### [Text segment]
- - - - - - -
# A Silver Dollar , an new tank and a new growth..



## PerculaStu (Aug 1, 2005)

hi guys, 

sad news.. well i hope not. 

one of my silver dollars has developed a growth in the last few days. 

it looks like he might have burnt himself on the heater or something? 

background: a few days ago, in the 3ft tank he was fine, no marks. 

i moved all the fish into a 60L tub with existing water. i 

i filled the 4ft tank with new water, treated it, and added the old tank water making about 40% of the water. with me? 

i added the fish, and the rest of the old water. 

then this growth game about, while they were in the tub i had it filtering and heated... all the other silver dollars (4) are fine, and the affect one isn;t behaving abnormally 

what is it? how can i heal it? 

heres some pics of the growth 
The Patient








Again 








a group pic, you can see the unaffected and affected Silver Dollar









any thing i can do guys?


----------



## Chazwick (Aug 24, 2005)

Hi there,
I don't think that's a burn of any kind, in fact it looks like an ulcer (yes, fish can get them!). I'm not very aware on how to cure ulcers... i've seen plenty of pictures and it looks similar to your fish. I've heard there is 90% chance of survival if you act against them - quickly. (so no worries ).

Here's an informative website:
http://www.fishdoc.co.uk/disease/ulcers.htm 

If that doesn't help, pop down to your LFS and you'll find some stuff that will help the fish, for the time being, i suggest seperating the unwell fish from the others and keeping it on it's own until it recovers.

Good luck.


----------



## fish_doc (Jan 31, 2005)

Looks like a Bacterial infection. These are pretty easy to treat on larger fish and not to bad with smaller fish either.
There are a number of effective treatments for many strains of bacterial infections. The most common is tetracycline.
- - - - - - -
### [Recorded information]

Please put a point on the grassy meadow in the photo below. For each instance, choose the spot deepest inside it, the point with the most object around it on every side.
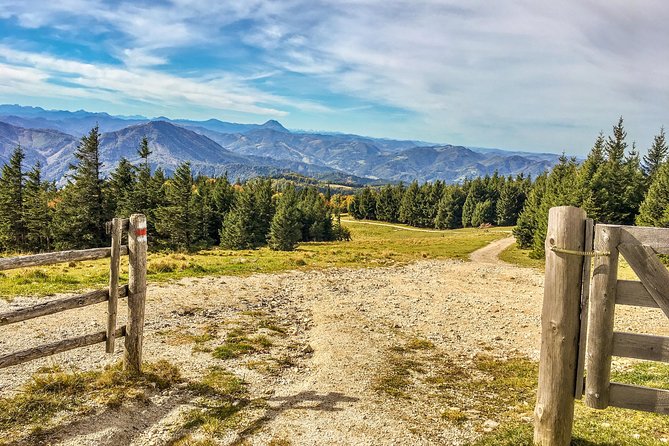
(371, 246)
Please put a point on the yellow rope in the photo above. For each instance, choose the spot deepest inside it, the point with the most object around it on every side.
(580, 253)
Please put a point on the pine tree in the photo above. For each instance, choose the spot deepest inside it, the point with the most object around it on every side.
(510, 203)
(263, 210)
(476, 194)
(36, 211)
(560, 191)
(175, 222)
(449, 211)
(79, 221)
(657, 154)
(121, 189)
(286, 228)
(238, 225)
(12, 223)
(654, 210)
(483, 213)
(410, 205)
(387, 205)
(588, 182)
(528, 220)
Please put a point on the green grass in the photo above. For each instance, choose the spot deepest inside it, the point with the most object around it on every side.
(52, 393)
(371, 246)
(609, 427)
(520, 257)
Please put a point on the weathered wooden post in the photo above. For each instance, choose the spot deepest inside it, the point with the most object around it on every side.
(114, 264)
(602, 306)
(554, 411)
(137, 247)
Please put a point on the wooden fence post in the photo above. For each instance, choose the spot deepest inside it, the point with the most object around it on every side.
(137, 247)
(602, 306)
(554, 411)
(114, 264)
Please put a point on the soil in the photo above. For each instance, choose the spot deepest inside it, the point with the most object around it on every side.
(339, 324)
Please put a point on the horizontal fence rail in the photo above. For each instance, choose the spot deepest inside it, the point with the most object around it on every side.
(49, 258)
(57, 347)
(632, 292)
(641, 398)
(135, 291)
(56, 306)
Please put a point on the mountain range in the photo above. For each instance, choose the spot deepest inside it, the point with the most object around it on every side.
(245, 150)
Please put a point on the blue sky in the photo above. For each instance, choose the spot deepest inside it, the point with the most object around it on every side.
(528, 74)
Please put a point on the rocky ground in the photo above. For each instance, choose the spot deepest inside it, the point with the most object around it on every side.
(332, 334)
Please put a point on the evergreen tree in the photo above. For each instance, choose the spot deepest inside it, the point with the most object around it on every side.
(410, 206)
(36, 211)
(657, 154)
(654, 210)
(12, 223)
(238, 224)
(286, 228)
(560, 191)
(477, 194)
(449, 211)
(175, 222)
(387, 204)
(588, 182)
(613, 196)
(483, 213)
(121, 190)
(263, 210)
(510, 203)
(79, 221)
(528, 220)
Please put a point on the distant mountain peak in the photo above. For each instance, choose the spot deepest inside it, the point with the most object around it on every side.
(274, 125)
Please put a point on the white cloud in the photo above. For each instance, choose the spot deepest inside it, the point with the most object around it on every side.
(514, 73)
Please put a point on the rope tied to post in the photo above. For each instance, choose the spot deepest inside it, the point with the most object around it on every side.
(580, 253)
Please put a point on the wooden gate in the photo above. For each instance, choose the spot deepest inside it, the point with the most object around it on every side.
(639, 246)
(578, 314)
(135, 291)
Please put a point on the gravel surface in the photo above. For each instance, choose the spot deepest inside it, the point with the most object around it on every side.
(339, 325)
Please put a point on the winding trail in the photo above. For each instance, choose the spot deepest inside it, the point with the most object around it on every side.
(405, 228)
(317, 383)
(490, 253)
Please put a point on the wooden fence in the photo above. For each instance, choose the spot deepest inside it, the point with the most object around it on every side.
(578, 316)
(135, 291)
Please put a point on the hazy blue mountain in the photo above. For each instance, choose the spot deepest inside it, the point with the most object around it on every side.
(171, 145)
(244, 150)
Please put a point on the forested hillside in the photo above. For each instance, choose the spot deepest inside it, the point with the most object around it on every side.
(184, 211)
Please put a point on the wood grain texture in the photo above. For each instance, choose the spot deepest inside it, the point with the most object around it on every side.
(137, 249)
(601, 316)
(114, 266)
(585, 302)
(652, 273)
(632, 292)
(560, 323)
(639, 398)
(49, 258)
(56, 347)
(56, 306)
(641, 346)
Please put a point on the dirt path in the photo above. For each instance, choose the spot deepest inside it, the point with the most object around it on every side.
(491, 252)
(405, 228)
(319, 382)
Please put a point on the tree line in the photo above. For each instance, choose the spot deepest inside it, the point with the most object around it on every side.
(184, 211)
(613, 185)
(489, 200)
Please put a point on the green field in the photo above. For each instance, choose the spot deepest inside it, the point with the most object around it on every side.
(371, 246)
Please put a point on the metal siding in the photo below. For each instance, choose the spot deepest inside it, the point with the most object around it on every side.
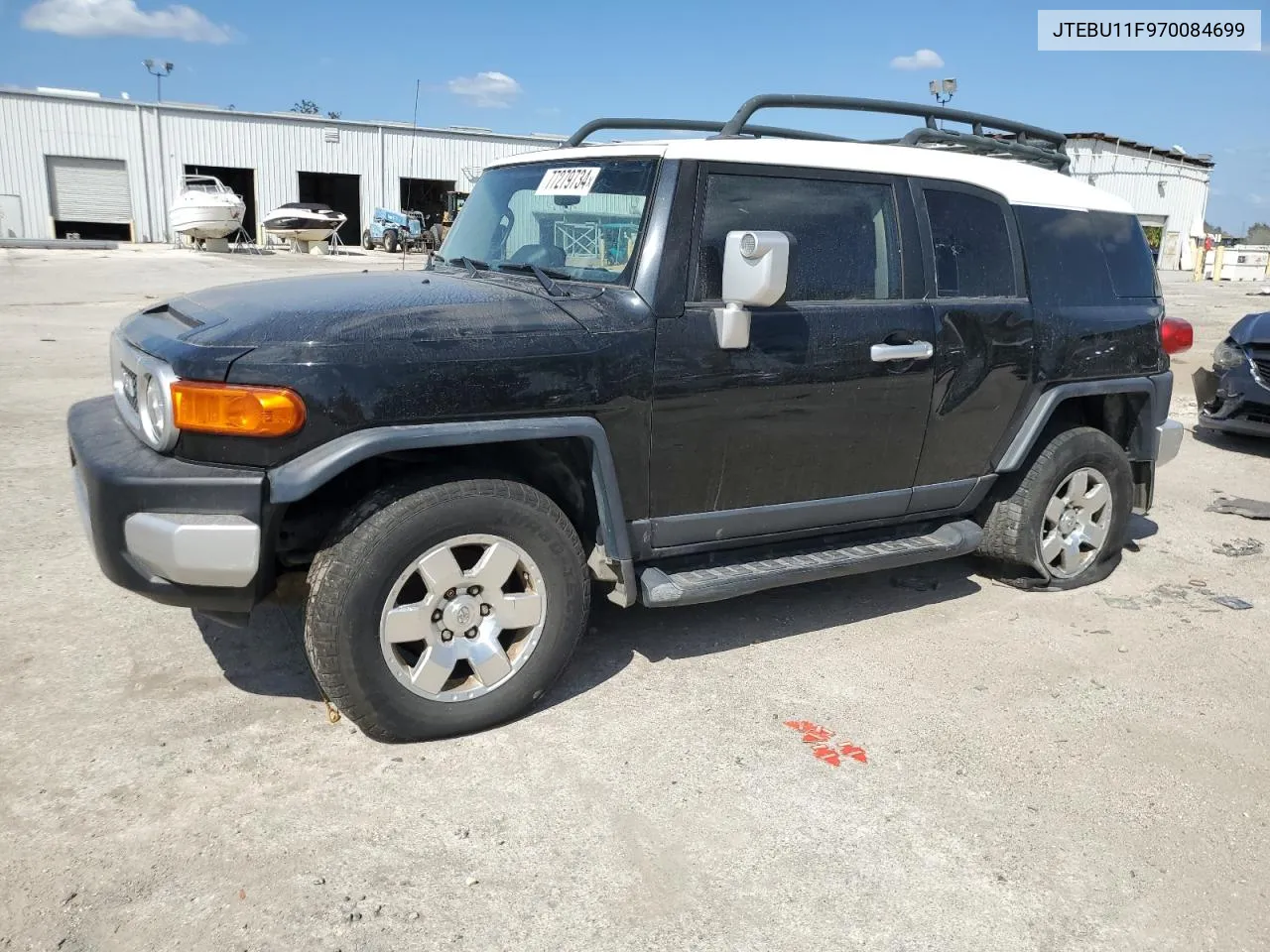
- - - - - - -
### [Tasks to perform]
1 – In the silver dollar thread, please switch "burn" to "scrape" and write out the passage starting at "any thing i" and ending at "no worries ).".
2 – Resume the silver dollar thread from its last sentence, writing on in the same voice.

### [Answers per task]
1 –
any thing i can do guys?


----------



## Chazwick (Aug 24, 2005)

Hi there,
I don't think that's a scrape of any kind, in fact it looks like an ulcer (yes, fish can get them!). I'm not very aware on how to cure ulcers... i've seen plenty of pictures and it looks similar to your fish. I've heard there is 90% chance of survival if you act against them - quickly. (so no worries ).

2 –
You may want to give him a hospital tank while treating or at least cover the sides of the tank to eliminate stress from the outside world during treatment. Silver Dollars tend to be very skittish and the less stress during treatment the better. Just remember silver dollars are a delicate fish you may not want to treat it at the full levels that the bottle suggests.


----------



## AshleytheGreat (Jul 24, 2005)

Lol Im no help. But i hope He/she gets better!!!! GL


----------



## TheOldSalt (Jan 28, 2005)

You probably abraded the fish when moving it to the new tank, or maybe something bit a chunk out of it.
Anyway, treat for fungus & infection. The addition of Melafix & Pimafix together may be enough, or you can also try Maroxy & Maracyn or some other antibiotic/antifungal meds. I don't know if your local feed & seed store carries it, or if your local Veterinarian does, but there is a cream called Panalog which is truly amazing in it's ability to heal infections & wounds like this. Yes, I said cream, as in you'd have to dab a splotch of it onto the wound and let it sit about 30 seconds before returning the fish to the water. It's only for emergencies, though, so first try the other stuff.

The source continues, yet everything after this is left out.